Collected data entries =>
▼

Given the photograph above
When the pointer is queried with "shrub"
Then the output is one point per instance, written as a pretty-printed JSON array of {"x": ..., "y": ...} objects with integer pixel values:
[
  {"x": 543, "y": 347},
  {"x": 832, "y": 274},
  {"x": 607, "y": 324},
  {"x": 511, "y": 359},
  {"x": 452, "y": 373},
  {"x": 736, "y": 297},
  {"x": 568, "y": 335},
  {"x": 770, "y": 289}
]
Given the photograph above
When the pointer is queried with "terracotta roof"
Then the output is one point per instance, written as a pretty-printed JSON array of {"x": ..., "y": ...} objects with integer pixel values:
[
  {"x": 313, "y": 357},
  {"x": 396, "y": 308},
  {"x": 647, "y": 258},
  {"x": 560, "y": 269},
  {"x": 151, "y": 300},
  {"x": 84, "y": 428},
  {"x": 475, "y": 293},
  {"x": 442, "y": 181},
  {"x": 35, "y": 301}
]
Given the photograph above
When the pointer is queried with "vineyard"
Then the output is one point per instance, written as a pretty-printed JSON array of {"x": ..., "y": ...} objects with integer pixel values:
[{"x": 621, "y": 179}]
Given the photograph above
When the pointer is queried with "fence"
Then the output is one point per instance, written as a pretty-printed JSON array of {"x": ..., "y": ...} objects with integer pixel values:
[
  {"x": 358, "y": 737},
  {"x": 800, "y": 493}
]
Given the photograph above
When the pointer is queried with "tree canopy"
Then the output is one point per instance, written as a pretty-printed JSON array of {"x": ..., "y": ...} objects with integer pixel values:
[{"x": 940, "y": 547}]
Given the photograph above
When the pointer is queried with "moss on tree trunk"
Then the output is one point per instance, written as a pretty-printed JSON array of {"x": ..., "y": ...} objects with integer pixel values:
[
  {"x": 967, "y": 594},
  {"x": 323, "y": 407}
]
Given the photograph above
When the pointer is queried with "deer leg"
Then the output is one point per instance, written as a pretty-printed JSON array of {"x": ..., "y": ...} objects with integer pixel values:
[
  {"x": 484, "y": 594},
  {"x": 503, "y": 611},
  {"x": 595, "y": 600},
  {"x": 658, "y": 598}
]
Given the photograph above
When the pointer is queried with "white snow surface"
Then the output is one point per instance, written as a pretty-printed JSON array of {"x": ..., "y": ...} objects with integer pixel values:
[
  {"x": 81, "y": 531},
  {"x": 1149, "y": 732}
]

▲

Direction => Restate the listing in full, word for word.

In response =>
Given the photograph above
When the pointer is queried with "shrub"
Then the output is one point per instance, written as a pretty-printed JSON array of {"x": ..., "y": ...} objects with integer pixel values:
[
  {"x": 543, "y": 347},
  {"x": 832, "y": 274},
  {"x": 607, "y": 324},
  {"x": 511, "y": 359},
  {"x": 452, "y": 373},
  {"x": 736, "y": 297},
  {"x": 568, "y": 335},
  {"x": 770, "y": 289}
]
Given the photograph above
When the pointer is queried with "terracotta roof"
Then the output is one point per instance, written as a pretty-printed JSON array of {"x": ..., "y": ...} objects with integer pixel values:
[
  {"x": 313, "y": 357},
  {"x": 396, "y": 308},
  {"x": 647, "y": 258},
  {"x": 560, "y": 269},
  {"x": 151, "y": 300},
  {"x": 84, "y": 428},
  {"x": 475, "y": 293},
  {"x": 442, "y": 181},
  {"x": 35, "y": 301}
]
Given the photograph above
When the pointer is queried with "vineyard"
Then the output is one point per instance, written as a pretty-printed JSON array of {"x": ..., "y": ...} objects with integer pixel values:
[{"x": 621, "y": 179}]
Given the photograph above
When the pointer is queried with "fence"
Then the output is one point per instance, written as a pretty-printed JSON array of {"x": ..., "y": ...} objects with integer pixel values:
[
  {"x": 358, "y": 737},
  {"x": 800, "y": 493}
]
Given the photograph above
When the pointer is queried with "tree canopy"
Then the output is one point per instance, written as a pretty-printed JSON array of {"x": ..., "y": ...} objects with integer pixel values:
[{"x": 940, "y": 547}]
Given the photograph above
When the pointer is queried with "moss on tree trunk"
Then the output is one point per instance, written as a pretty-printed JSON array of {"x": ..., "y": ...} objects with integer pixel values:
[
  {"x": 967, "y": 594},
  {"x": 323, "y": 407}
]
Given the photograph above
When the pointer is queried with "deer leg"
Then the output is one point per instance, written as a pretty-printed JSON array of {"x": ..., "y": ...} objects with integer pixel values:
[
  {"x": 484, "y": 594},
  {"x": 503, "y": 611},
  {"x": 595, "y": 600},
  {"x": 658, "y": 598}
]
Given the photograph above
When the pointer is queried with "white snow surface"
Then the output is one point per instance, written as a pretty-printed JSON array of {"x": ..., "y": ...} objects with integer pixel values:
[
  {"x": 81, "y": 531},
  {"x": 1149, "y": 732}
]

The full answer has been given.